> _YOUR TASK_
Reproduce the entries verbatim; no pictures.

> _RAW DATA_
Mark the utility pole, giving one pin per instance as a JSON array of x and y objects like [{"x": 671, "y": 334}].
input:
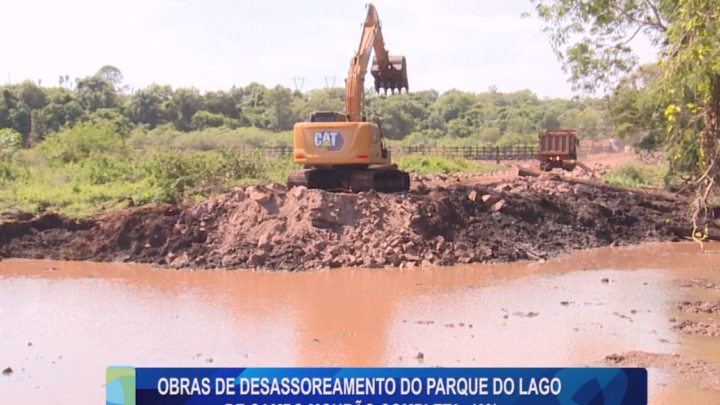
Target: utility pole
[
  {"x": 302, "y": 83},
  {"x": 327, "y": 82}
]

> _EXERCISE OUTPUT_
Mark the utility pole, giving one pin per instance as a JSON array of x and y objects like [{"x": 671, "y": 334}].
input:
Target: utility pole
[
  {"x": 302, "y": 83},
  {"x": 327, "y": 82}
]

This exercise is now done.